Records from a data collection
▼
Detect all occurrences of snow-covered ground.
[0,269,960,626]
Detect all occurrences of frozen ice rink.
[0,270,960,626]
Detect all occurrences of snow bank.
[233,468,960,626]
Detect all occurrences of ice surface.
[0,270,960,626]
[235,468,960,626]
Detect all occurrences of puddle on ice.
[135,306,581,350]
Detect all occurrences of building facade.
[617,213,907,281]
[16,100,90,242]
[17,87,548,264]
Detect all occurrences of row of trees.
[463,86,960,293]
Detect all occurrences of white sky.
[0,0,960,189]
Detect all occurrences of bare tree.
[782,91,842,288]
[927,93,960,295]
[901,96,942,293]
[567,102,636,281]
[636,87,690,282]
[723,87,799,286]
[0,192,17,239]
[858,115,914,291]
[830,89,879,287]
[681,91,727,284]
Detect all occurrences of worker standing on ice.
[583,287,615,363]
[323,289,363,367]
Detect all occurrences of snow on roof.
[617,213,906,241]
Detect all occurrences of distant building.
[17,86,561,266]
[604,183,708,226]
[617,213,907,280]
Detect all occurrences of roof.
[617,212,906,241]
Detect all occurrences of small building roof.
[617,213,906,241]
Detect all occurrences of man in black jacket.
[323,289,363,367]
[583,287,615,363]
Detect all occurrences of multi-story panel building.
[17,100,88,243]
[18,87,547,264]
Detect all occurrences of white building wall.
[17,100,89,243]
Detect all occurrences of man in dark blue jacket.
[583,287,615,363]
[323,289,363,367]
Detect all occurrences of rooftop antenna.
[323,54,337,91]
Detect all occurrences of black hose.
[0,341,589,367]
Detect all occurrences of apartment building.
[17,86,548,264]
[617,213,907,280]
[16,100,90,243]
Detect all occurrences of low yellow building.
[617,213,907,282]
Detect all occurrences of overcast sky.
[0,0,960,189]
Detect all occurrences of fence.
▲
*Goal:* Change "jacket" to "coat" everywhere in the data above, and give back every line with nothing else altered.

*Correct answer:*
Detect all occurrences of snow-covered ground.
[0,269,960,626]
Detect all occurrences of frozen ice rink.
[0,270,960,626]
Detect all occurrences of snow bank.
[233,468,960,626]
Detect all occurrences of ice surface.
[0,270,960,626]
[235,468,960,626]
Detect all occurrences of puddle on ice.
[135,306,581,350]
Detect all occurrences of building facade.
[617,213,907,281]
[16,100,90,242]
[17,87,548,264]
Detect all occurrences of row of trees.
[463,86,960,293]
Detect all occurrences of white sky.
[0,0,960,189]
Detect all occurrences of bare tree.
[782,91,842,288]
[927,93,960,295]
[901,96,942,293]
[567,102,636,281]
[636,87,690,282]
[723,87,799,286]
[0,192,17,239]
[858,115,914,291]
[830,89,879,287]
[681,91,727,284]
Detect all occurrences of worker standing on ice.
[583,287,615,363]
[323,289,363,367]
Detect all occurrences of snow on roof.
[617,213,906,241]
Detect all occurrences of distant building.
[17,86,561,266]
[604,183,708,226]
[617,213,907,280]
Detect all occurrences of roof.
[617,212,906,241]
Detect all occurrences of small building roof.
[617,213,906,241]
Detect all occurrences of man in black coat.
[323,289,363,367]
[583,287,615,363]
Detect all occurrences of multi-story panel building.
[17,100,88,243]
[18,87,547,264]
Detect all occurrences of white building wall.
[17,100,89,243]
Detect all occurrences of man in dark blue coat.
[583,287,615,363]
[323,289,363,367]
Detect all occurrences of rooftop antenna.
[323,54,337,91]
Detect all occurrences of black hose.
[0,341,589,367]
Detect all occurrences of apartment building.
[17,86,548,264]
[617,213,907,280]
[16,100,90,243]
Detect all occurrences of low yellow building.
[617,213,907,282]
Detect all occurrences of overcast sky.
[0,0,960,189]
Detect all occurrences of fence.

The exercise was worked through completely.